Finally, in 2016, CME Group authorized principals to pre-hedge block trades that they believe “in good faith” will occur. However, this authority was denied to an intermediary that takes the opposite side of its own customer’s order directly or indirectly. In such circumstances, the intermediary can only offset its position after the block trade has been consummated (but prior to reporting). (Click here for background regarding CME Group’s authorization of pre-hedging under limited circumstances for block trades in the article "Pre-Hedging by Principals Authorized In Block Trade Clarification Implemented by IFUS and Adopted by CME Group" in the October 30, 2016 edition of Bridging the Week.)
Under CME Group’s revised MRAN, a party acting as a principal to a block trade that seeks to pre-hedge an anticipated block transaction must “ensure it is clear” to its counterparty its role in the transaction and not take any action that suggests it owes agency duties to the counterparty. According to CME Group, telling a counterparty that it would “work an order” would imply that a party is acting in an agency, not principal, capacity.
Compliance Weeds: Through its revised MRAN, CME Group appears to be trying to help clarify when it might consider a party to be acting as a principal as opposed to as an agent to a block trade transaction. This is critical, as only principals may pre-hedge a block trade prior to consummation.
CME Group suggests that a surefire way to help ensure that counterparties understand that a firm is acting as a principal is to expressly tell them – provided this is done prior to engaging in pre-hedging activity. This could be done by a header/footer disclosure in an instant message, on a recorded telephone line, or by email. However, CME Group cautions that words matter. A representation that a party is acting as a principal could be defeated by the use of words that convey that the party is acting as an agent, or where the price of the block trade is set at the party’s pre-hedge price plus a markup or basis. Under all circumstances, the price of a block trade must be a “fair and reasonable” price at the time of execution considering the size of the transaction, the prices and sizes of other transactions in the same contract at the same time, the price and sizes of transactions in other relevant markets at the same time and “the circumstances of the markets or the parties to the block trade.” (Click here for background on the CFTC’s view of what does not constitute a fair and reasonable block trade price in the article "Futures Block Trades' Prices at Midpoint of Related Swaps Bid-Ask Were Not Fair and Reasonable Says CFTC in Enforcement Action" in the September 25 2016 edition of Bridging the Week.)

● **Tasks to carry out**:
a: In the text on CME Group's block trade rules, what statement to a counterparty does CME Group say would imply that a party is acting in an agency capacity?
b: From the text on CME Group's block trade rules, output everything from "Under CME Group’s" down to "not principal, capacity.".

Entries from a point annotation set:
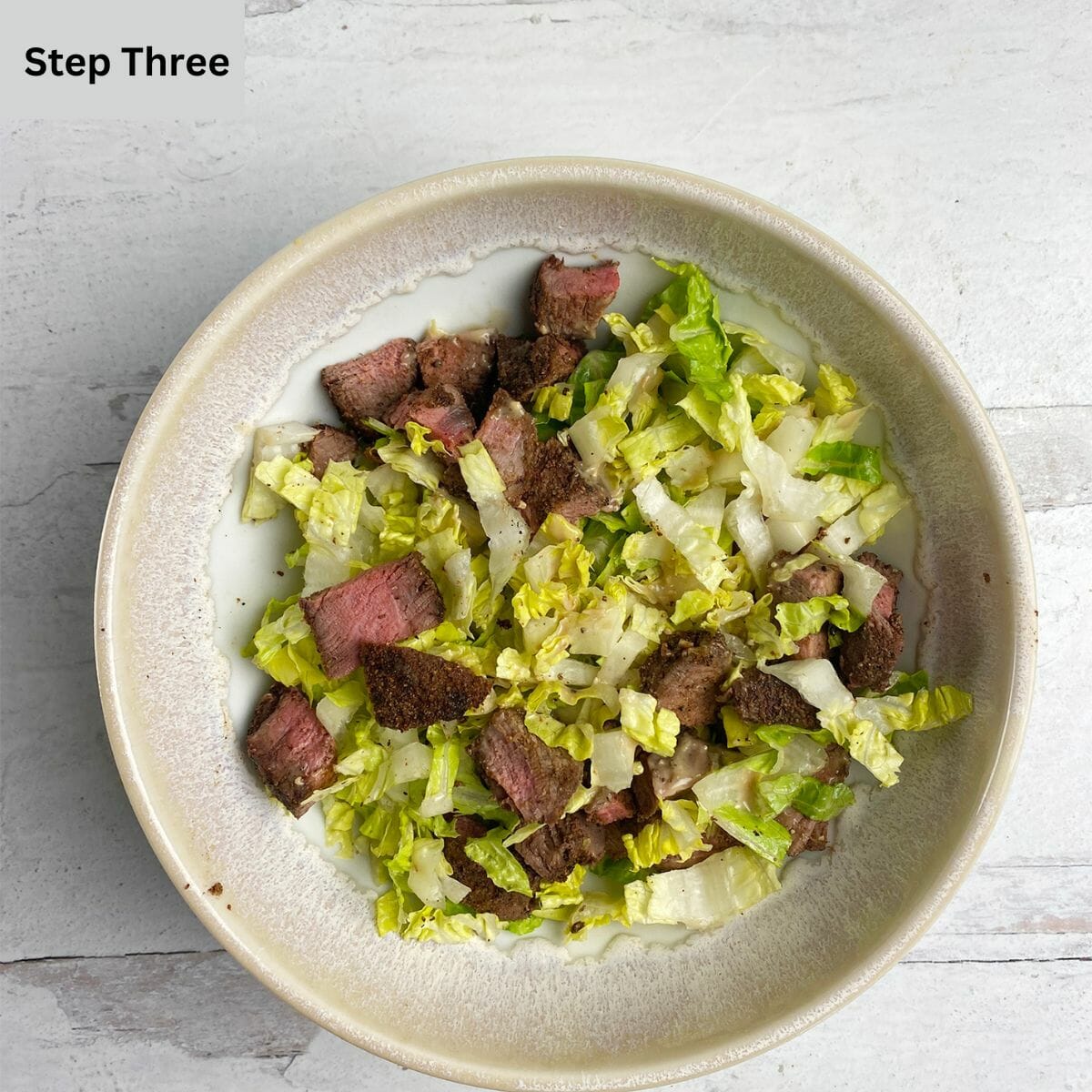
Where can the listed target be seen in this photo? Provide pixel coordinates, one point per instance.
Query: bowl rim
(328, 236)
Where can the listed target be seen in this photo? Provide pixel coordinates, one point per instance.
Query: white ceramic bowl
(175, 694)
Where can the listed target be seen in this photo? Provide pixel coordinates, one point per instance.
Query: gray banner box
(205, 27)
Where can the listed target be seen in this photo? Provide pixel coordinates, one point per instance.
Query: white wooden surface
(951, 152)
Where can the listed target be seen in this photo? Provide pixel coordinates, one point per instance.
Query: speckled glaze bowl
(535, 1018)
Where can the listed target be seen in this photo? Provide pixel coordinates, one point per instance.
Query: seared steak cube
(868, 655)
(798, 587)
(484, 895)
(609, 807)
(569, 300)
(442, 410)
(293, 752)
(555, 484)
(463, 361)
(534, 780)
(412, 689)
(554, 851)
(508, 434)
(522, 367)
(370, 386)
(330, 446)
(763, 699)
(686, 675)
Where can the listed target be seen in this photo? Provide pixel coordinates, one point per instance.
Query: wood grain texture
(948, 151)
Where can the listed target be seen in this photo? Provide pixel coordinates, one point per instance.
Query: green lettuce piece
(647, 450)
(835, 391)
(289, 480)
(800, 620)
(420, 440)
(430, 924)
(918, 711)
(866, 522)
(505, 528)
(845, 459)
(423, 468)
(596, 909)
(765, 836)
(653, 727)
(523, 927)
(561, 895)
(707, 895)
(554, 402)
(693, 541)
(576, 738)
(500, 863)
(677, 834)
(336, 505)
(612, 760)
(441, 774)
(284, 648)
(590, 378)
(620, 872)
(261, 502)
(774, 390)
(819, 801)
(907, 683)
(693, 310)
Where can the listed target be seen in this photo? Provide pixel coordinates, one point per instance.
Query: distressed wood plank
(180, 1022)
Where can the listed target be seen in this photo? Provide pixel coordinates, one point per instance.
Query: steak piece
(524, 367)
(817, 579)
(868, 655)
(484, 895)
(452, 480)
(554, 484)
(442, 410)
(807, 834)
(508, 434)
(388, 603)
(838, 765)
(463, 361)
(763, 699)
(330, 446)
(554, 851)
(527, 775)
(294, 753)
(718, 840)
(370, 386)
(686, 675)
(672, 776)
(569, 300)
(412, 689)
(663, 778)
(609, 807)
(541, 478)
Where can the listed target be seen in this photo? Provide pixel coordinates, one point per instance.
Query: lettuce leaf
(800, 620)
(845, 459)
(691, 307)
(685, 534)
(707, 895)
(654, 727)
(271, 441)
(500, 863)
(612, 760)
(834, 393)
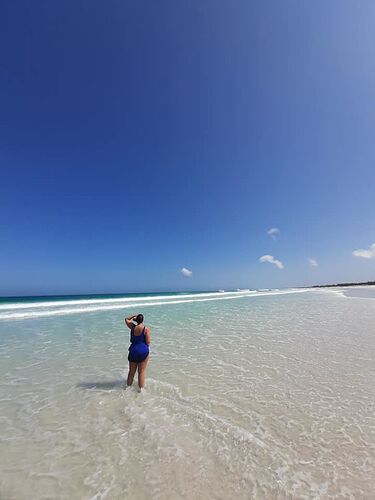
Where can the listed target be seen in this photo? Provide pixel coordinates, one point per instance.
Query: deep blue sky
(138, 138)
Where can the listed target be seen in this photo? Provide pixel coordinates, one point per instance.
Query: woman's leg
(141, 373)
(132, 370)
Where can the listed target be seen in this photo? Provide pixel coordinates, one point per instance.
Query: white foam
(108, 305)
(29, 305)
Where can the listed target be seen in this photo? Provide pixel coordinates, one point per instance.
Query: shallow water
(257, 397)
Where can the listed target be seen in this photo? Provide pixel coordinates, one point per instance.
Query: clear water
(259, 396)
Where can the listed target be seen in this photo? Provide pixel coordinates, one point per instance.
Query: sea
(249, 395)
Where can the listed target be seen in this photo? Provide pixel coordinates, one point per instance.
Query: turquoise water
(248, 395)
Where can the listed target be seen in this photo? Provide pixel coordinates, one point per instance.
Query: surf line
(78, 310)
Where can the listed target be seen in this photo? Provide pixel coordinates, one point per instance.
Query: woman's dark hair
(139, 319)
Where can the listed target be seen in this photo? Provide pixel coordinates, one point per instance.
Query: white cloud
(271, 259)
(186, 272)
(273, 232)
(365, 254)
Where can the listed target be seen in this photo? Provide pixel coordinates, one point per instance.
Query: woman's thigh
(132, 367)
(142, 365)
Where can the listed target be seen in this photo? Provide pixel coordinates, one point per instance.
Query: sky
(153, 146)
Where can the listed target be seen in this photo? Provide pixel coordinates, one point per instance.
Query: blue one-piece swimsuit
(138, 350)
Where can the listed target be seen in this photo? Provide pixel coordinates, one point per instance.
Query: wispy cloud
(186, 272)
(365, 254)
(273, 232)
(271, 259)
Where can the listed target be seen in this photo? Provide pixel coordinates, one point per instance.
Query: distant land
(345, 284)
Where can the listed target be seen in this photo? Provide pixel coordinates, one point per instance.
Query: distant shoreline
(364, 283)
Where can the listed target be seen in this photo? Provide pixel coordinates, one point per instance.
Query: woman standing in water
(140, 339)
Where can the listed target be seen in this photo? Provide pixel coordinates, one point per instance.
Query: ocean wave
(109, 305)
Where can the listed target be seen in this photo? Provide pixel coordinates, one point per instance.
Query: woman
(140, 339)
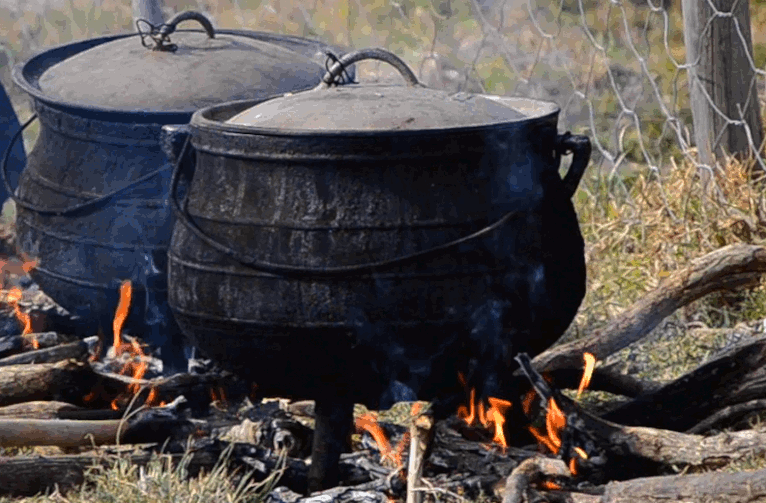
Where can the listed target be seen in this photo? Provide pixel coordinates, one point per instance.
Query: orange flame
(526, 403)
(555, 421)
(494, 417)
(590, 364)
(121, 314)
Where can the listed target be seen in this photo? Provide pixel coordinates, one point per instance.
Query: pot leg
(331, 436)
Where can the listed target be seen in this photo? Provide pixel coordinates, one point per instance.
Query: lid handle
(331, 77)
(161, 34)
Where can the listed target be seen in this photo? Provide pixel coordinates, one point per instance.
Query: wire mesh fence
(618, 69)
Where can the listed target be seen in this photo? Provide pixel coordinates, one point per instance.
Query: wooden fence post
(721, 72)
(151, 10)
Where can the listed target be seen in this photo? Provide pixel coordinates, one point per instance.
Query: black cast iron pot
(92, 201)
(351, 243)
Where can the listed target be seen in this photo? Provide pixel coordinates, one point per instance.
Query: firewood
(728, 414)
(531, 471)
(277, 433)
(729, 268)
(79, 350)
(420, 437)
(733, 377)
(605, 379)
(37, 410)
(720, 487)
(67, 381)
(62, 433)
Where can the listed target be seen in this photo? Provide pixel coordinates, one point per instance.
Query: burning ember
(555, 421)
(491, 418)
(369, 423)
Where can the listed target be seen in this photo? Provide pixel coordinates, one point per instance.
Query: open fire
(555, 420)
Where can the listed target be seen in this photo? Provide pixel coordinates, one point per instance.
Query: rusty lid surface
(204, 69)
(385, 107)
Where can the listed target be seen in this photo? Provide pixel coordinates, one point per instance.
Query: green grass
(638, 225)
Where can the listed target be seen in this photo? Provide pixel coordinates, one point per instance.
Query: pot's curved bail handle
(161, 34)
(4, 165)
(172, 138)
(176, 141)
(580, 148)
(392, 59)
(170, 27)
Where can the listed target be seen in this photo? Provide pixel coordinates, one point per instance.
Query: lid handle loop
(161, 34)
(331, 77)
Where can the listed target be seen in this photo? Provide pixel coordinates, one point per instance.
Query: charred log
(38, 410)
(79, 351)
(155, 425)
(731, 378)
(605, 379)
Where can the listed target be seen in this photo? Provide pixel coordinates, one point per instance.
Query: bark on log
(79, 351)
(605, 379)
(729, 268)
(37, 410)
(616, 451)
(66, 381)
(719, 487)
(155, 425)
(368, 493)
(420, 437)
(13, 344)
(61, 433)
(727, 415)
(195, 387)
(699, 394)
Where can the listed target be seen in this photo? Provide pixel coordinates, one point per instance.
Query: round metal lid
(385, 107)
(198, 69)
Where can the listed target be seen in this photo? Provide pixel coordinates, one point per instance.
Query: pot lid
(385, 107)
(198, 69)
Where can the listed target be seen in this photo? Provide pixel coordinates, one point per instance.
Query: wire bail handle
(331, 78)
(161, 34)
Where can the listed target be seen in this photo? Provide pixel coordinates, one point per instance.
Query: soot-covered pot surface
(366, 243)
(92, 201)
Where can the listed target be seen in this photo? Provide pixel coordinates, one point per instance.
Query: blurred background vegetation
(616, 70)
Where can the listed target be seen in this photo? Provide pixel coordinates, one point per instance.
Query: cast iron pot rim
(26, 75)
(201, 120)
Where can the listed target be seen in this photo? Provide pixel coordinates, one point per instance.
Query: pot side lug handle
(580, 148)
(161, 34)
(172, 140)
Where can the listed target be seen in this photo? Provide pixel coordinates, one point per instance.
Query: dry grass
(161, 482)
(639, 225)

● **Worked answers**:
a: Telling a counterparty that it would "work an order."

b:
Under CME Group’s revised MRAN, a party acting as a principal to a block trade that seeks to pre-hedge an anticipated block transaction must “ensure it is clear” to its counterparty its role in the transaction and not take any action that suggests it owes agency duties to the counterparty. According to CME Group, telling a counterparty that it would “work an order” would imply that a party is acting in an agency, not principal, capacity.